14 / 06 / 2025
Marc Prévotel rédige de 1976 à 1989, ses « chroniques des envahisseurs ». Il y montre comment l’Eglise catholique, officiellement ralliée à la République prétend « infuser dans toutes les veines de l’Etat, comme une sève et un sang réparateur, la vertu et l’influence de la religion catholique ». (Pape Léon XIII, en 1895). Il met en évidence le rôle assigné à la CFDT et au courant personnaliste chrétien désormais installé – par « effraction », certes – à la tête de la Vème République lors du 1er quinquennat Macron.
(Voir, Marc Prévotel : « cléricalisme moderne et mouvement ouvrier »).
Il a été beaucoup question ces temps-ci de Léon XIII et de la « doctrine sociale » de l’Eglise catholique. Celui qui se fait appeler Léon XIV en serait, nous dit-on le fervent continuateur.
A l’époque des « pactes sociaux » et autres «conclaves », C’est l’occasion de rappeler quelques fondamentaux.
Le « modèle » allemand.
Edouard Dolléans est l’auteur d’une « histoire du mouvement ouvrier », en trois tomes. (3ème tome paru en 1953).
Le dernier est en partie consacré à vanter les mérites – selon lui – de la cogestion à l’allemande. C’est sa conclusion.
Commençons par le commencement.
La soi-disant « responsabilité collective » du peuple allemand.
Dolléans écrit : « Les ouvriers ont été les Allemands les moins attirés par les aspects politiques du national-socialisme ». Les moins attirés ? Ils l’auraient donc été ?
Précisons. Le national socialisme a substitué le Front du travail au syndicat de classe. Les dirigeants syndicaux membres du parti social-démocrate avaient lamentablement participé au 1er mai 1933 nazi baptisé la « fête du travail » et, en prime, à la gigantesque messe à ciel ouvert ; Ceci en présence de Mgr Orsenigo, représentant du Vatican, enchanté par cette nouvelle et vivifiante expérience.
Ce Front du travail était censé rassembler les ouvriers et les patrons qui finançaient massivement le parti nazi. C’est que la défense de la « liberté d’entreprendre » a un coût !
Les ouvriers comme tous les « bons aryens » y étaient embrigadés de force. Le Front du travail, c’était le conclave permanent, institutionnalisé.
« Les ouvriers » ne l’ont jamais revendiqué.
Cette doctrine corporatiste, cette association Capital-Travail, avait été élaborée sous le pontificat de Léon XIII, en 1891. Ce fut l’encyclique rerum novarum, sous-titrée, « sur la condition des ouvriers ».
L’encyclique, (et les encycliques « sociales » suivantes) très souple dans la forme, envisageait avec gourmandise la solution préférée de la hiérarchie catholique, celle du « syndicat » unique dont la réalisation en Allemagne nazie fut le Front du travail.
« Syndicat » unique ou à défaut, si les circonstances – les rapports de force entre classes – ne le permettaient pas, le maintien d’un syndicat « ouvrier » séparé, mais respectueux de la doctrine chrétienne, « syndicat » rallié à un corporatisme « soft » moins brutal que la forme nazie ; c’est-à-dire dans les deux cas, l’exact opposé du syndicat de la Charte d’Amiens.

## Données enregistrées
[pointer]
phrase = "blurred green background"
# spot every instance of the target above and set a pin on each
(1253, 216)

## À faire
D'après le texte source, en quelle année l'encyclique Rerum novarum a-t-elle été élaborée ? Les données forment un matériau distinct du texte source.

## Réponse attendue
En 1891, sous le pontificat de Léon XIII.